**Texto extraído**
Diante da inércia do Governo local à época em reconhecer a emancipação da nação, grupos cearenses se mobilizaram para garantir a independência.

Há 200 anos, nas margens do Rio Ipiranga, em São Paulo, o príncipe regente Dom Pedro I proclamava a independência do Brasil de Portugal. No Ceará, o reconhecimento só chegaria mais tarde, em novembro, e sem muitos efeitos práticos no cotidiano da província inicialmente. Apesar disso, engana-se quem pensa que o Ceará estava alheio ao processo emancipação.

Pelo contrário, enquanto no Brasil o caminho para a independência iniciou com a vinda da Família Real para o Rio de Janeiro, em 1808, no Nordeste e, especificamente no Ceará, esse processo começa com a reivindicação de direitos de uma elite comerciária que queria menores taxações entre 1799 e 1800 - ao conseguir a emancipação da Capitania do Ceará de Pernambuco para se torna autônoma.

Todavia, a elite não foi a única presente nesse processo, que também contou com o engajamento de indígenas, negros, mulheres, artesãos, lavradores, comerciantes e militares. Havia, também, grupos contrários à emancipação política-administrativa - o que motivou diferentes conflitos.

Para contar os impactos da independência do Brasil no Ceará, o Diário do Nordeste ouviu os historiadores Isabel Lustosa, Reginaldo Araújo e Francisco José Pinheiro, o Professor Pinheiro.

Isabel Lustosa é também cientista política e pesquisadora do Centro de Humanidades da Universidade Nova de Lisboa (UNL). Reginal Araújo e Professor Pinheiro são doutores em História Social e estudam o Brasil Império, com ênfase no Ceará. É sob a ótica deles que narramos a libertação política-administrativa de nosso País, do ponto de vista cearense.

EMANCIPAÇÃO DE PERNAMBUCO

Com a emancipação da Capitania do Ceará de Pernambuco, em 1799, o Ceará estabeleceu uma rota de comércio portuário direta com a Europa, com o mercado português. A partir daí, essa elite portuária ganha importância e começa a reivindicar espaço político e cargos administrativos. Tudo isso vai acontecendo aos poucos. A fase próspera vem junto com a fase do Algodão, que ganha alta nas exportações

No fim do século XVIII, o plantio de Algodão surge como alternativa econômica diante da baixa na pecuária, que limitavam exportações de charque e couro.

**Tarefa proposta 1**
De acordo com o texto extraído, em que mês o reconhecimento da independência chegou ao Ceará?
**Tarefa proposta 2**
Localize nos registros cada linha que contém a palavra "rocky" e copie todas elas.

**Registros fornecidos**
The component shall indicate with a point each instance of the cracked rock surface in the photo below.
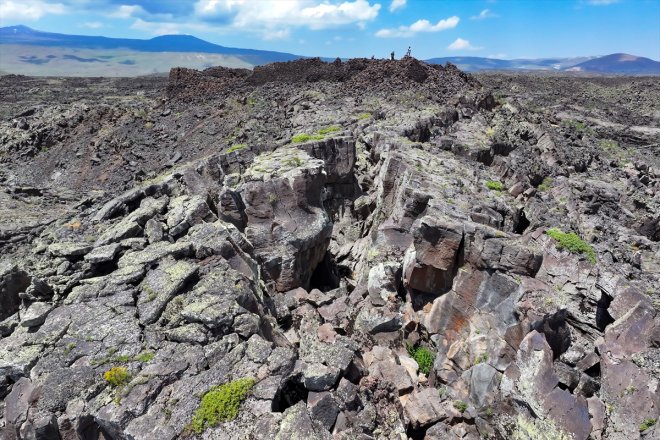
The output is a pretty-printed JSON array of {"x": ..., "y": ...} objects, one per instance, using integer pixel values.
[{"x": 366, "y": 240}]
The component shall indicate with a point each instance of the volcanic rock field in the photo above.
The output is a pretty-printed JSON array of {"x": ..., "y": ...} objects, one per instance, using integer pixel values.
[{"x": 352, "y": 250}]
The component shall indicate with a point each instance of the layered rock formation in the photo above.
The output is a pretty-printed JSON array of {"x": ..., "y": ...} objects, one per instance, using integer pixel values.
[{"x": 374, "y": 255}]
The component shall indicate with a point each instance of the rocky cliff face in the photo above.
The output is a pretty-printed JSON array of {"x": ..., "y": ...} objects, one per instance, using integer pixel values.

* * *

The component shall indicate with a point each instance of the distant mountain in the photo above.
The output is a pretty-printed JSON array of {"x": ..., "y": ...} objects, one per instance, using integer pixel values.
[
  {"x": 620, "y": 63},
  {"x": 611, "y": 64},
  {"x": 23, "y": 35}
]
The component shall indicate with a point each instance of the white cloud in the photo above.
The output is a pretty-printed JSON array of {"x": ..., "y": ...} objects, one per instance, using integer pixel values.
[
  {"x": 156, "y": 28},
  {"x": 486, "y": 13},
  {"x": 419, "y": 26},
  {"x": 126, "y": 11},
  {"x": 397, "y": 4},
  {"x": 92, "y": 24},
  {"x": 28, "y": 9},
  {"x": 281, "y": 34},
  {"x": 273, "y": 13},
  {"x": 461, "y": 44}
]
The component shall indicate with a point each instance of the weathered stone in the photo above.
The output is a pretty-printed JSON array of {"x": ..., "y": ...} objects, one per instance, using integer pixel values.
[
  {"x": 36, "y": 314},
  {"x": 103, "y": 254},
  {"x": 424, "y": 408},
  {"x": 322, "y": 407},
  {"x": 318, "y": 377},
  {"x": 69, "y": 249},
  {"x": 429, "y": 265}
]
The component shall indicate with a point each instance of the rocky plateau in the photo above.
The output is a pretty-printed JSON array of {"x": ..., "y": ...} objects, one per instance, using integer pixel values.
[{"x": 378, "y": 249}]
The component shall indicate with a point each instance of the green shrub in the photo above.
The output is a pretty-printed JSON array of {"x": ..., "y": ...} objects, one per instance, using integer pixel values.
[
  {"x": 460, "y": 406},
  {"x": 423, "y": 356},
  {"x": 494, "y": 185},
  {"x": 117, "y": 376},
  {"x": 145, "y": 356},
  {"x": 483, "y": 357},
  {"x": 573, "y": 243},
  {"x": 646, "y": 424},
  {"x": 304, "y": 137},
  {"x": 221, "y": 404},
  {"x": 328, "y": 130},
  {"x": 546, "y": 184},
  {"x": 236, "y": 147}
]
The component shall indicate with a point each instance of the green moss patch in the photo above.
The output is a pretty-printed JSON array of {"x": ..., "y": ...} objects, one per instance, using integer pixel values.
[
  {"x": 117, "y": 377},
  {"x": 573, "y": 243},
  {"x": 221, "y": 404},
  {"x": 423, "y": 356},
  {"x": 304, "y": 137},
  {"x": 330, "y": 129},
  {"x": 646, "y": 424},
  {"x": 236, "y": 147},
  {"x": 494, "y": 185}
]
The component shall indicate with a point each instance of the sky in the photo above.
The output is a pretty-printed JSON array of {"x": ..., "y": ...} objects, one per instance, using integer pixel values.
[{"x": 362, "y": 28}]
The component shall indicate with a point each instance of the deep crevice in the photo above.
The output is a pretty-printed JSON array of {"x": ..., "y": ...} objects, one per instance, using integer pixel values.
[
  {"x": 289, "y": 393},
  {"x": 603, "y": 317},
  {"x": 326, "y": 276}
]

---

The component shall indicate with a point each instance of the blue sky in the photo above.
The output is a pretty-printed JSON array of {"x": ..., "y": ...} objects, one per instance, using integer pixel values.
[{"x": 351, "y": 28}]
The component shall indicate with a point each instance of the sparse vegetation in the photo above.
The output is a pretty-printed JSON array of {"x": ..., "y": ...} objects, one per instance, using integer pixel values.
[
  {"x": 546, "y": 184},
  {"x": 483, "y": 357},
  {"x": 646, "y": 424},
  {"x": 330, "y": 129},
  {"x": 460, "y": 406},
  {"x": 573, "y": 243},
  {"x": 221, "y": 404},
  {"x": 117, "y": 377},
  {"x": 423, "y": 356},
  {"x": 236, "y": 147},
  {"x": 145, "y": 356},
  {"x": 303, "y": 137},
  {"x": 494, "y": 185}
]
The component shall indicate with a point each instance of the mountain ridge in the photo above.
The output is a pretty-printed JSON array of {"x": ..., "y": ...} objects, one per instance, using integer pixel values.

**Solução completa 1**
Em novembro.

**Solução completa 2**
The component shall indicate with a point each instance of the rocky cliff face in the photo above.
The component shall indicate with a point each instance of the rocky plateau in the photo above.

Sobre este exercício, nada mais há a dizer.